::: DATA SECTION :::

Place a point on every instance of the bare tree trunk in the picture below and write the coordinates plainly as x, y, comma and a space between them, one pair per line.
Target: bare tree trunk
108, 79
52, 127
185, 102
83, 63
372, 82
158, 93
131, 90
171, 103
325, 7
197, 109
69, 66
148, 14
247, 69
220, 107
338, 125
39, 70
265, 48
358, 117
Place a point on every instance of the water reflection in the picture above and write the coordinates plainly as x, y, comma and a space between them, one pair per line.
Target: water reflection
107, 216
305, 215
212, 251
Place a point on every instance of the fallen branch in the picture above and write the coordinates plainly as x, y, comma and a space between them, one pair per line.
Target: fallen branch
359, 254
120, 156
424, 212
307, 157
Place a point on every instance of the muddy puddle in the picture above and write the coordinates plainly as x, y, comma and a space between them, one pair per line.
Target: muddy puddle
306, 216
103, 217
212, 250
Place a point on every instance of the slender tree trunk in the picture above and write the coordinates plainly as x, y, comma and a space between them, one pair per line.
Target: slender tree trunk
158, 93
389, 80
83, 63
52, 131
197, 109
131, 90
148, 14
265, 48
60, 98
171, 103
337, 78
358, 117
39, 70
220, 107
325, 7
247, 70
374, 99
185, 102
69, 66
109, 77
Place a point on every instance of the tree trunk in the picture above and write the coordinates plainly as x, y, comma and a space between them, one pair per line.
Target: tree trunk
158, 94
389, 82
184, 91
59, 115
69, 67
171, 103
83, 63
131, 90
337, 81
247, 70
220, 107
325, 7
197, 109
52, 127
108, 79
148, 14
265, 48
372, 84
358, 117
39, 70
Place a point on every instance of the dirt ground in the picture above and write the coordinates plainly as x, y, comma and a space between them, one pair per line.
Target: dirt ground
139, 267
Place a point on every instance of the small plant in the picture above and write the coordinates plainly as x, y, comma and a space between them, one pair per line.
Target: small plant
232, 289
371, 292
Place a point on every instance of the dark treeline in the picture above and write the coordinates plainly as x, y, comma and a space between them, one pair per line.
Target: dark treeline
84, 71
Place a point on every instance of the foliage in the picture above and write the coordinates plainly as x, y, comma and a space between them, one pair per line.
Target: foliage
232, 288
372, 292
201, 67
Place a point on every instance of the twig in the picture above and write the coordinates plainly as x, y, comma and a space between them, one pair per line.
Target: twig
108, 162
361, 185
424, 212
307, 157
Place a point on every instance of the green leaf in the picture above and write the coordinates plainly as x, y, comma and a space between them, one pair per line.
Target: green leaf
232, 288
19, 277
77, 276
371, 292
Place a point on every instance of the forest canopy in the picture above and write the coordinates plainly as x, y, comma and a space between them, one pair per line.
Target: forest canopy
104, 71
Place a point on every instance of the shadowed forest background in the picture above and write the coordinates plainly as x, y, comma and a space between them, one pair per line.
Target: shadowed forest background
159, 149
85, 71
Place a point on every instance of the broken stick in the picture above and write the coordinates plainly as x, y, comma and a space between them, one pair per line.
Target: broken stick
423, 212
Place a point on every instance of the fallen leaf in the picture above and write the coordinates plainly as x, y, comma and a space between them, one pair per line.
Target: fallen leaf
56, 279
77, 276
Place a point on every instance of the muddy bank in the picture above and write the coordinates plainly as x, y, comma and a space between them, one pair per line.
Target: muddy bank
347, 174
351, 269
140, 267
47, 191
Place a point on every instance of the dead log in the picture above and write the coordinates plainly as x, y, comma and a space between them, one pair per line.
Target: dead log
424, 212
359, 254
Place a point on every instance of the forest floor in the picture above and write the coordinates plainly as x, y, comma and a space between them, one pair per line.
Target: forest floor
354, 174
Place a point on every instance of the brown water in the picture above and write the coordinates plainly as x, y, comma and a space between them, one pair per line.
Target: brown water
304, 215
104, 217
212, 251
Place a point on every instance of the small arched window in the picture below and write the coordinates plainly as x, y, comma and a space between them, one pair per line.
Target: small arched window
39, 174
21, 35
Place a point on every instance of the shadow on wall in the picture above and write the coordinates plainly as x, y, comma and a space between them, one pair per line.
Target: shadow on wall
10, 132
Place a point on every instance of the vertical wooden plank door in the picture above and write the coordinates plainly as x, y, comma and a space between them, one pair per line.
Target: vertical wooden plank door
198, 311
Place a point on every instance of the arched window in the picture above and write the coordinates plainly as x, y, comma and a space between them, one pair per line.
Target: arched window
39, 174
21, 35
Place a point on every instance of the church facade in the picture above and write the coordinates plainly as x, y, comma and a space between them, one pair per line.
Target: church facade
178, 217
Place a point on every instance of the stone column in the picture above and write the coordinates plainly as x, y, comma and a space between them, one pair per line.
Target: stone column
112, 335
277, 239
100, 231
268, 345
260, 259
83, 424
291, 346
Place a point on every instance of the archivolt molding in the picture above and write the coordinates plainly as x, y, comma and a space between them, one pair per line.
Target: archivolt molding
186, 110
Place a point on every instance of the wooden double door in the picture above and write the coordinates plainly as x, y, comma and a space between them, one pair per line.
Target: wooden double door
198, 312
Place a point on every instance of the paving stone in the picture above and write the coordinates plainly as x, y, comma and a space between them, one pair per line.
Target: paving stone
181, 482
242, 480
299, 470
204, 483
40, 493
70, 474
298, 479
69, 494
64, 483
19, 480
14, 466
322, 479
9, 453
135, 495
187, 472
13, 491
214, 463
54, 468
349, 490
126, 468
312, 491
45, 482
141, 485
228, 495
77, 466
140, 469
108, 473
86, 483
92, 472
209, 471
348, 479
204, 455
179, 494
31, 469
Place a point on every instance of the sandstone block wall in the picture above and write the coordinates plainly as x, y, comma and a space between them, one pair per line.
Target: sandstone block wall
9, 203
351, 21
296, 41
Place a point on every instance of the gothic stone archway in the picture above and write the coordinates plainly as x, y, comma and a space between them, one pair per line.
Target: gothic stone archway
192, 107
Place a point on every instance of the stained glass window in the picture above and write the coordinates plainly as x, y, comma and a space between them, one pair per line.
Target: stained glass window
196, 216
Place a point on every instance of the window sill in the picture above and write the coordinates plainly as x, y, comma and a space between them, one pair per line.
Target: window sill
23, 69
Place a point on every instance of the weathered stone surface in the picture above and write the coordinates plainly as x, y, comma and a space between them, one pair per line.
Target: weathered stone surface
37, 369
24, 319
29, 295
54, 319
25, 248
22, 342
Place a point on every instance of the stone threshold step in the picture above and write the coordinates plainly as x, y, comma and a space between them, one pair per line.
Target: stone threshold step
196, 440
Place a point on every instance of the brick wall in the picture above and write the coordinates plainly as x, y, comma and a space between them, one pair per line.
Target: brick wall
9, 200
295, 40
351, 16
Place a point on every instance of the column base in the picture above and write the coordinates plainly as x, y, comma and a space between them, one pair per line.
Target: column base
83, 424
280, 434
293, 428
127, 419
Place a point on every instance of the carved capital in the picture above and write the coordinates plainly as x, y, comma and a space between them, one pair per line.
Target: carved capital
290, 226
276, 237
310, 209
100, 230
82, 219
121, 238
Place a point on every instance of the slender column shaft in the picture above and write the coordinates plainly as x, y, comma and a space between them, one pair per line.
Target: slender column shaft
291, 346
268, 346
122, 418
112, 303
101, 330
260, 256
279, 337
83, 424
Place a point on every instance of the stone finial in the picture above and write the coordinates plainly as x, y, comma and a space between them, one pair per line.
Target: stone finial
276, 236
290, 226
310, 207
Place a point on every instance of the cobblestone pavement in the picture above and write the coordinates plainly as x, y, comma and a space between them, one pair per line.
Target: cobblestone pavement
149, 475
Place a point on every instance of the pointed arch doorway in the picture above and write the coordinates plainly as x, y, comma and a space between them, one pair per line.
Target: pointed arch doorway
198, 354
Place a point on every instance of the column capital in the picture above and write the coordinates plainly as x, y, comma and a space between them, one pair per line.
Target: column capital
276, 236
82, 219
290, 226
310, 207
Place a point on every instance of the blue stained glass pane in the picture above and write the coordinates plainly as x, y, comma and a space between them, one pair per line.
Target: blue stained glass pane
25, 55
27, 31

:::

■ DIRECTIONS
Repeat exactly, and only, the lines from the line containing "Place a point on every instance of the stone finial" through the last line of the records above, both included.

■ COMPLETE ANSWER
Place a point on every instance of the stone finial in the picture above and write the coordinates plainly as x, y, comma and a space between them, one pair per line.
Target: stone finial
276, 236
290, 226
310, 207
Place a point on every instance of the cobblestone pavement in the picture above and write the coordinates plainly as x, y, comma and a space between them, one pair per line.
Target: cobblestone pavement
149, 475
Place a point on every instance of the pointed arch doorway in the picture above and write the coordinates plainly as x, y, comma and a space between them, one pair per line.
Target: pointed arch doorway
198, 354
Place a point on every instance of the column capital in the picture above and write the coordinates plainly as x, y, comma and a space between them, one pair per line.
Target: column capital
276, 236
82, 219
290, 226
310, 207
Place a point on every instance of the blue stained glass pane in the picture above and write the coordinates plainly as x, y, comma and a space between them, one pair per line.
Target: blue stained glass pane
25, 55
27, 31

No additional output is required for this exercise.